**Problem statement:** Please rewrite the data below, replacing each "single dot" with "single point" and keeping everything else the same. Omit the pictures from your version.

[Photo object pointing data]
┄┄┄┄┄┄┄┄┄┄

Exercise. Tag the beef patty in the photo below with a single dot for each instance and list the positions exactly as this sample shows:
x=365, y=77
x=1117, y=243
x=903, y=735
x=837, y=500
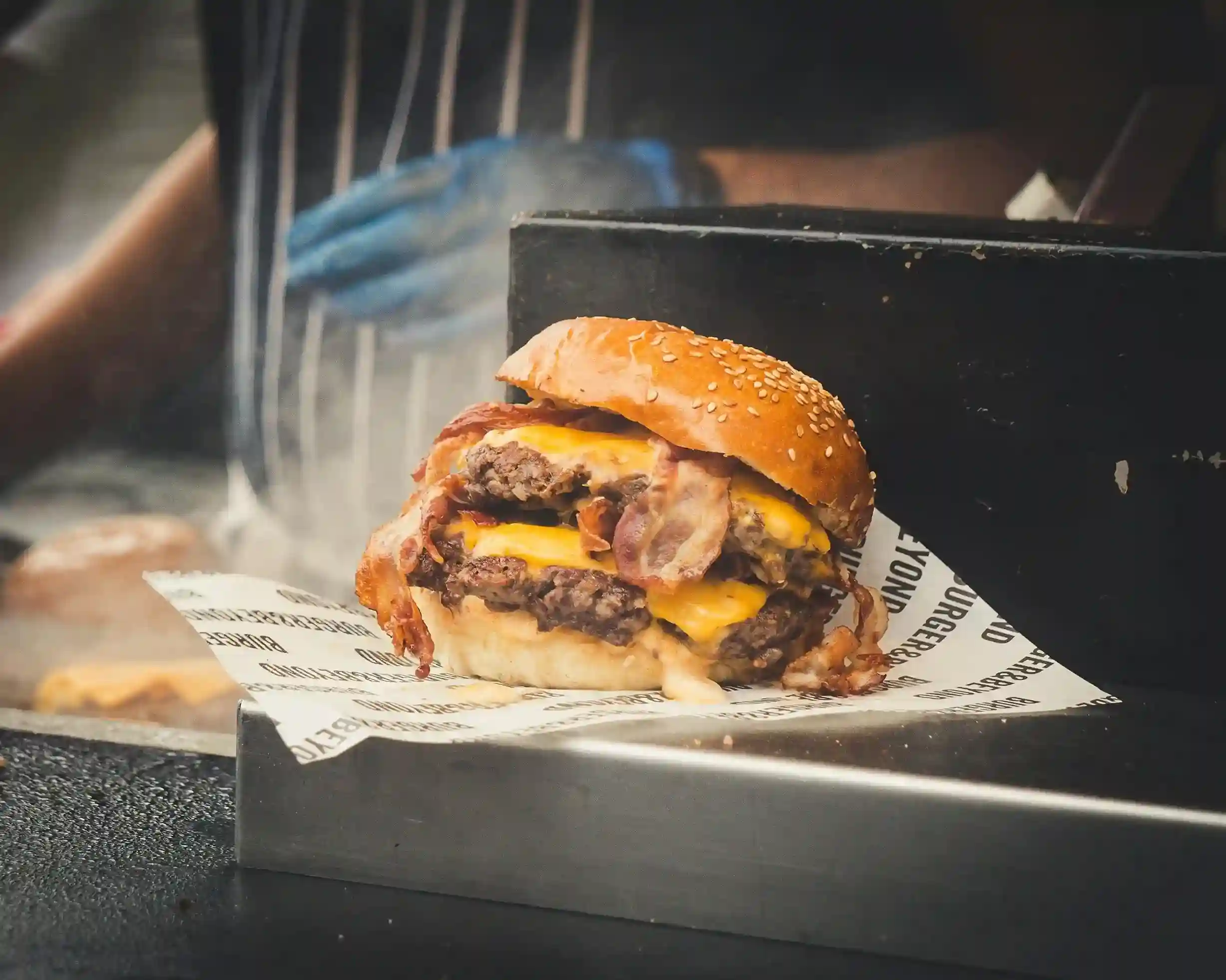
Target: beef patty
x=605, y=607
x=591, y=602
x=525, y=478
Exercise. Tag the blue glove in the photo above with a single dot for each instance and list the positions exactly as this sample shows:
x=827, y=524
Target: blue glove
x=429, y=239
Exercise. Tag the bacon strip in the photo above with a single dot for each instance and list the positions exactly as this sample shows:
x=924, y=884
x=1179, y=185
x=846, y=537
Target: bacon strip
x=394, y=553
x=471, y=424
x=596, y=525
x=675, y=528
x=846, y=662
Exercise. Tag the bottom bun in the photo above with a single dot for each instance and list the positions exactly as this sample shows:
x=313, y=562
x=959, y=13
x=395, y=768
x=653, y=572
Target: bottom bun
x=508, y=647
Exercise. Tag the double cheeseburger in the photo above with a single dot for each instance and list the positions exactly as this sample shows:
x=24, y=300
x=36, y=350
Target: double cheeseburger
x=665, y=515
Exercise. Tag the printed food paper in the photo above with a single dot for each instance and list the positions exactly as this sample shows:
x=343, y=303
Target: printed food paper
x=328, y=676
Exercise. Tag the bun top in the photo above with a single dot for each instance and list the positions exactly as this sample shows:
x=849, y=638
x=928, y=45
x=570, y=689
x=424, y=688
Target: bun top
x=713, y=396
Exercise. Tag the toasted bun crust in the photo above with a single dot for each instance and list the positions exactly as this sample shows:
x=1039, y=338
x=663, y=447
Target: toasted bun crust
x=709, y=395
x=478, y=642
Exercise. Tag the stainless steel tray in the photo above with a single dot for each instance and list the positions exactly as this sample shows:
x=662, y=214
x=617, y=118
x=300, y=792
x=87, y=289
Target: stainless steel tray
x=1089, y=843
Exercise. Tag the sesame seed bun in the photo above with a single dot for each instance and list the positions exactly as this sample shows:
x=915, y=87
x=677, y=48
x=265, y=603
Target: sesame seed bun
x=713, y=396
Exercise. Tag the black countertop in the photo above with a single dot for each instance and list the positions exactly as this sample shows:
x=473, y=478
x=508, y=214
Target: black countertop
x=117, y=860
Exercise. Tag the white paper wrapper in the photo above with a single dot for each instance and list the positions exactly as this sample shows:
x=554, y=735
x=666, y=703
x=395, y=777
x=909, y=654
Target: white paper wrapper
x=328, y=676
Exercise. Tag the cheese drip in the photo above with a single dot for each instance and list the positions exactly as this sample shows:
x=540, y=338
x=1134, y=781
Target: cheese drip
x=699, y=609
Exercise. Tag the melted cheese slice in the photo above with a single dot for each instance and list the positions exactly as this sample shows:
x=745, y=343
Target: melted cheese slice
x=607, y=457
x=536, y=546
x=704, y=609
x=783, y=520
x=612, y=457
x=701, y=609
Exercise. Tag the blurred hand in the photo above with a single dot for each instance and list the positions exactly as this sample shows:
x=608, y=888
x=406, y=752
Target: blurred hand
x=429, y=239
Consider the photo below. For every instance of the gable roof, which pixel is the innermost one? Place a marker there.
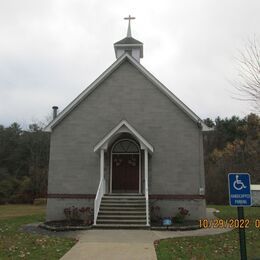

┄┄┄┄┄┄┄┄┄┄

**Output for this exercise:**
Exercise. Tag the beef patty in the photo below with a single point for each instance and list the positions exactly as this sample shows:
x=365, y=77
x=1117, y=243
x=903, y=735
x=837, y=500
Target: beef patty
x=605, y=607
x=591, y=602
x=525, y=478
Exercise. Tag the blue glove in the photo above with a single point for each instance and list the positions exactly as this sample shows:
x=827, y=524
Target: blue glove
x=429, y=239
Exercise. Tag the bacon strip in the photo above with a single point for each instance and list the positions exactly as this sample shows:
x=924, y=884
x=1179, y=185
x=846, y=537
Target: bacon strip
x=394, y=553
x=471, y=424
x=596, y=525
x=675, y=528
x=846, y=662
Exercise. Tag the bottom bun in the photo above with a single point for each instance and list the positions exactly as this sample shows:
x=313, y=562
x=959, y=13
x=395, y=768
x=653, y=572
Target: bottom bun
x=508, y=647
Exercise. Tag the double cheeseburger in the photo above with a single point for each instance and list the positions exactly as this sample shows:
x=24, y=300
x=36, y=350
Target: double cheeseburger
x=665, y=515
Exercise. Tag the printed food paper in the photo above with a single point for each instance and list the positions exactly as this sample shows:
x=343, y=303
Target: printed food paper
x=328, y=676
Exercise. Tag the bun top in the photo above with a single point for each instance and list the positions exactly as this sample shows:
x=849, y=638
x=928, y=45
x=570, y=689
x=424, y=688
Target: bun top
x=713, y=396
Exercise. Tag the toasted bun crust in the photo above with a single point for each instance and list the positions exactly as this sample shows:
x=1039, y=338
x=663, y=447
Target: toasted bun crust
x=709, y=395
x=478, y=642
Exercise. Tag the stainless steel tray in the photo above with a single point for each instance and list the positions exactly as this sample shows:
x=662, y=214
x=617, y=118
x=300, y=792
x=87, y=289
Target: stainless steel tray
x=1089, y=843
Exercise. Tag the sesame seed bun in the photo above with a single point for each instance and list the positions exactly as this sample shows:
x=915, y=87
x=677, y=48
x=265, y=603
Target: sesame seed bun
x=713, y=396
Exercise. Tag the black countertop in the photo above with a single point for each instance and list the positions exactly as this sample shows:
x=473, y=478
x=508, y=214
Target: black countertop
x=117, y=860
Exercise. Tag the white paper wrapper in the photo above with a single point for each instance and list the positions exactly as this sample shows:
x=554, y=735
x=666, y=703
x=395, y=777
x=909, y=654
Target: white paper wrapper
x=328, y=676
Exercise. Tag the cheese drip in the photo above with a single point for each instance and list the positions exactly as this sample shows:
x=540, y=338
x=1134, y=781
Target: cheese drip
x=699, y=609
Exercise. Tag the melted cheese slice in the photo above with a single point for each instance and list the positions exactly as this sample shows:
x=745, y=343
Target: melted cheese slice
x=607, y=457
x=536, y=546
x=704, y=609
x=783, y=520
x=612, y=457
x=701, y=609
Exercise. Tag the blurred hand in the photo above with a single point for each instance and list the positions exactly as this sample shows:
x=608, y=888
x=406, y=752
Target: blurred hand
x=429, y=239
Consider the photo below. For every instance of the gable roof, which pixel is the innermost one? Place a marker there.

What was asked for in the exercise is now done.